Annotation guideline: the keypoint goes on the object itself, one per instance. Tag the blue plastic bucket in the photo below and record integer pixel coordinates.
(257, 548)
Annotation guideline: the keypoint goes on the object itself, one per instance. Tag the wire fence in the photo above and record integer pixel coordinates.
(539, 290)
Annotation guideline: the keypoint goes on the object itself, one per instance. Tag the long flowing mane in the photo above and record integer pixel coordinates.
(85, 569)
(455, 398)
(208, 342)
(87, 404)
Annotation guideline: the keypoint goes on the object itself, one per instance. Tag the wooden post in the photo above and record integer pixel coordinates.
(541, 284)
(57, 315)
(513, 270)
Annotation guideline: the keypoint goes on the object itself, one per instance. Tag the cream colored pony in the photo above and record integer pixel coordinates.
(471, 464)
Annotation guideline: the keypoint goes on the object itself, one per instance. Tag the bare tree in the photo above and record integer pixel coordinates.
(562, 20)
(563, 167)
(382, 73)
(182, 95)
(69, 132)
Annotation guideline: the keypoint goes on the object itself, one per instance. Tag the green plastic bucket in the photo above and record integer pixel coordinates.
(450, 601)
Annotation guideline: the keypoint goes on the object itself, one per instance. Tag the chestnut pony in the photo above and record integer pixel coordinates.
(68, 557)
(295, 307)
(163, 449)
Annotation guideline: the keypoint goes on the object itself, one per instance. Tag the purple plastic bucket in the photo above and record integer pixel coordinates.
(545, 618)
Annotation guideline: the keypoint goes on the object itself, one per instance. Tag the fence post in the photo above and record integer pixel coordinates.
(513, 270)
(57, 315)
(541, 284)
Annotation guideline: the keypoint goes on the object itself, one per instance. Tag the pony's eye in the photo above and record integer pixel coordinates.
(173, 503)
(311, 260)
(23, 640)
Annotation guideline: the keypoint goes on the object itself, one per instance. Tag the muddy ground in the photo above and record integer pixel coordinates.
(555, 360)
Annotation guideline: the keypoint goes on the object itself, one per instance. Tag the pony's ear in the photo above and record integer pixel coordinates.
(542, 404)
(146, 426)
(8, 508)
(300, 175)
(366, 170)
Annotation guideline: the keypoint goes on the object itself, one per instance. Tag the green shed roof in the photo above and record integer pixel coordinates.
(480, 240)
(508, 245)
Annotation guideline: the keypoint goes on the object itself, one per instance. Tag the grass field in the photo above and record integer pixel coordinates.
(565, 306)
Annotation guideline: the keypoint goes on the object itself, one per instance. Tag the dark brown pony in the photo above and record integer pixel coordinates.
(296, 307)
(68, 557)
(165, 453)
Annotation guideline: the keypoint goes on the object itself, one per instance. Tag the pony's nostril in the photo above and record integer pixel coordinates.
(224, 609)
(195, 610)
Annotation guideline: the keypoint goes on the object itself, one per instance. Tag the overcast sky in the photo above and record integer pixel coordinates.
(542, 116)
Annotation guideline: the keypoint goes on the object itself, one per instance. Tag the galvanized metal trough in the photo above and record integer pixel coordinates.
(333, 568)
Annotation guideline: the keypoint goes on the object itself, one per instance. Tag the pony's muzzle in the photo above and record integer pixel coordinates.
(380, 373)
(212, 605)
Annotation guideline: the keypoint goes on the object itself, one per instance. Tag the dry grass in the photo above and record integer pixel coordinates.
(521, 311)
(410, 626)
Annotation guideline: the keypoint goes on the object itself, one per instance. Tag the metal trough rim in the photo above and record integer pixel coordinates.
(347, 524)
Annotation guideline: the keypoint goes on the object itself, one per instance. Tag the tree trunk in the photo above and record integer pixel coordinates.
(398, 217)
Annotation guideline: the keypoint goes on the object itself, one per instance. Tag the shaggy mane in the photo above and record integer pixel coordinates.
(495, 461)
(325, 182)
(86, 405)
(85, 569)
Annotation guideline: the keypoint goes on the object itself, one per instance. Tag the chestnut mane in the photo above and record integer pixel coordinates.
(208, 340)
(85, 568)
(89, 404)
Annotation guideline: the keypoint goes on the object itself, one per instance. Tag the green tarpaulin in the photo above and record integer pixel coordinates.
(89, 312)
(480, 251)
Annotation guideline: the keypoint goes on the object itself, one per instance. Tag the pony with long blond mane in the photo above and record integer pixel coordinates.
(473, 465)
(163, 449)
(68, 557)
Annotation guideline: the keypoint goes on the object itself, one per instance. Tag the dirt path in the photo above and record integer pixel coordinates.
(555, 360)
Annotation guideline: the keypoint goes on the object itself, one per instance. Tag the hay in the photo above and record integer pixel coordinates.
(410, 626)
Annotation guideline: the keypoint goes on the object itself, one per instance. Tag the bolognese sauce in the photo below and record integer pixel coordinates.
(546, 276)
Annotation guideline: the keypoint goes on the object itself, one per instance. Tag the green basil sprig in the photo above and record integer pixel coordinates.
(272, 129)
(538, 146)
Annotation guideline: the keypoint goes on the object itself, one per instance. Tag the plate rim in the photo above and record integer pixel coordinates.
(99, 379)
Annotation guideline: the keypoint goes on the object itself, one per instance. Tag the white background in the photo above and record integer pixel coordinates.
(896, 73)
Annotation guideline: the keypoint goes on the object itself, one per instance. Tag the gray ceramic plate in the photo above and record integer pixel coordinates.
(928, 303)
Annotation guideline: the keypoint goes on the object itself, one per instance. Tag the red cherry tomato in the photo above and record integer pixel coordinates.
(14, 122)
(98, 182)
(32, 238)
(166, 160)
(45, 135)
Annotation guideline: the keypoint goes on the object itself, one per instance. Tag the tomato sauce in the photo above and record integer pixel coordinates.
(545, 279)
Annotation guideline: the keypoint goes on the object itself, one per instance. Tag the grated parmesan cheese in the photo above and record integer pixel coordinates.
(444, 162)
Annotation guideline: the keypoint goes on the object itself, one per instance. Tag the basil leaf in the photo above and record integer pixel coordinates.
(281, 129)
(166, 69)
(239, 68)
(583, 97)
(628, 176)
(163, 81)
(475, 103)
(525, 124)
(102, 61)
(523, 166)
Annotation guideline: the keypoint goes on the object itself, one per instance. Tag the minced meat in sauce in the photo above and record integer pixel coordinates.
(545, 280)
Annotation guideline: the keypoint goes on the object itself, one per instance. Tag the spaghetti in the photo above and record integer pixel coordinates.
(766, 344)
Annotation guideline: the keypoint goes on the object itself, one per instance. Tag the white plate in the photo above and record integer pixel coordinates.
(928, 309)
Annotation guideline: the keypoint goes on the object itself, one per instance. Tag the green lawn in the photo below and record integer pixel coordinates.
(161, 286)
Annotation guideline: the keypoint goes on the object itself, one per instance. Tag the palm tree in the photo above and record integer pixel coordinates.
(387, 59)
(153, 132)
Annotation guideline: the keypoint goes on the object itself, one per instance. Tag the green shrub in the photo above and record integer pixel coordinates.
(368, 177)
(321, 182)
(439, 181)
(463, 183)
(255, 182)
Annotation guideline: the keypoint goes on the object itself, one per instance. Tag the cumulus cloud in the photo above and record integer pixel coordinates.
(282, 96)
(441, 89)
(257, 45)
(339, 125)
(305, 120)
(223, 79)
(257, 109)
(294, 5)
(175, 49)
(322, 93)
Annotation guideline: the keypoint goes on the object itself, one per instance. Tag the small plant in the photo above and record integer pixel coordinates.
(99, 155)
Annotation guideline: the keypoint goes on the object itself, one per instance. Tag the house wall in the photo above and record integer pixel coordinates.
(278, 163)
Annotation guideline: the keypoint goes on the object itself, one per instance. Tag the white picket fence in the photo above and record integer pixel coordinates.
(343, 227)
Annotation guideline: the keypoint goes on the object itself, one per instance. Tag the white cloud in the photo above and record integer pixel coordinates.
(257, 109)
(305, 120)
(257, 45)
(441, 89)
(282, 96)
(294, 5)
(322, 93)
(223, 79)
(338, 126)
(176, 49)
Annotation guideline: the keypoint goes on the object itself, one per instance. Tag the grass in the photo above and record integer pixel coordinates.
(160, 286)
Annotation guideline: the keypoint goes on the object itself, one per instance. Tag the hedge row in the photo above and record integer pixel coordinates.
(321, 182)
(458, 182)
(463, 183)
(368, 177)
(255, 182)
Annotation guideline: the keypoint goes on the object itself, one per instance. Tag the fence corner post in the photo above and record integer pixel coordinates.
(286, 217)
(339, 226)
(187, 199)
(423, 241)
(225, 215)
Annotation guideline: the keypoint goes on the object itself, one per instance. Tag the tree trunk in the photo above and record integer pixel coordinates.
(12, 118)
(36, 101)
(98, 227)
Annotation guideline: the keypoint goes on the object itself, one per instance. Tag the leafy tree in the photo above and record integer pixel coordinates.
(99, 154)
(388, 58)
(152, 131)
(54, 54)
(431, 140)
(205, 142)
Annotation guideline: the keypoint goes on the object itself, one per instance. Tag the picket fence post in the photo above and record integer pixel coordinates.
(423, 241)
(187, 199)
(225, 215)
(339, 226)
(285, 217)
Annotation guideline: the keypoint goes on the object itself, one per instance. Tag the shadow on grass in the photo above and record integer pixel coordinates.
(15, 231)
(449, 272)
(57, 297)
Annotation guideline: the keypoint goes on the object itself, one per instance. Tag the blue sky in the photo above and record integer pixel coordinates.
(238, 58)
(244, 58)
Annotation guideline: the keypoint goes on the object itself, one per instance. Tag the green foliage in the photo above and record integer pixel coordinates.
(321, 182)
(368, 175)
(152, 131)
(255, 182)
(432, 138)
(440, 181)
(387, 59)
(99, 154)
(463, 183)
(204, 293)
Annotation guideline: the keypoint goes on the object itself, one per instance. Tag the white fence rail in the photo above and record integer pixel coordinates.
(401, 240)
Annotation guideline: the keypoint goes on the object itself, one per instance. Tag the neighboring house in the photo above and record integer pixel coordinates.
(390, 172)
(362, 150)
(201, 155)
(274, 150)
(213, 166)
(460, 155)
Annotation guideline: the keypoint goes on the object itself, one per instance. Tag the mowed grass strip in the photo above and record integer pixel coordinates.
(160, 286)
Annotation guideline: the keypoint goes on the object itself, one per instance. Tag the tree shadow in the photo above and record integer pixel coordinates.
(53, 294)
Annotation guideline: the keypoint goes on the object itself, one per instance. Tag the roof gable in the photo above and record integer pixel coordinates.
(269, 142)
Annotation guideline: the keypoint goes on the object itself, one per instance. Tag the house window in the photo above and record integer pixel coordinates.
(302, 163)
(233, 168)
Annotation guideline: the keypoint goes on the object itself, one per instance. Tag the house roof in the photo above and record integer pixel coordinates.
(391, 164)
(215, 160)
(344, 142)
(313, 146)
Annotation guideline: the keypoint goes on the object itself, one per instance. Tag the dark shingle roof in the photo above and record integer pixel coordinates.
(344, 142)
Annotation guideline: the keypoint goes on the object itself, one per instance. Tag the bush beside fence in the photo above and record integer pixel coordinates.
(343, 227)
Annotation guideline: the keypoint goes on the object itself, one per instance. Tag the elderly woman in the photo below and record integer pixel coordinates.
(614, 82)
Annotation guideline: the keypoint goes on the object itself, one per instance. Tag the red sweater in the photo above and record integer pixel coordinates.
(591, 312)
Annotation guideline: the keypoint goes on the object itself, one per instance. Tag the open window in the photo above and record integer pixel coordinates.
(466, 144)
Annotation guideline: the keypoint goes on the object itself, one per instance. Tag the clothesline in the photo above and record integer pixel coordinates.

################

All lines from the line containing "the dark shingle" through the end of the listing above are to be duplicated exactly; include both ends and nothing further.

Annotation guideline: the keypoint goes on the object itself, one per instance. Tag the dark shingle roof in the photo above and record integer pixel coordinates.
(344, 142)
Annotation guideline: the keypoint goes on the object itself, one per instance. Tag the bush beside fence in the photo above and record integer pixel coordinates.
(343, 227)
Annotation guideline: the keypoint goes on the object itself, one per instance. Tag the elderly woman in the photo below and record integer pixel coordinates.
(614, 82)
Annotation guideline: the keypoint goes on the object itself, one per instance. Tag the red sweater in the photo above and record integer pixel coordinates.
(591, 312)
Annotation guideline: the keypoint goes on the object itself, one per instance. Tag the open window in the photo above and record integer pixel coordinates.
(466, 144)
Annotation guideline: the keypoint goes on the object itself, one per instance. Tag the clothesline in the photo above and record integer pixel coordinates.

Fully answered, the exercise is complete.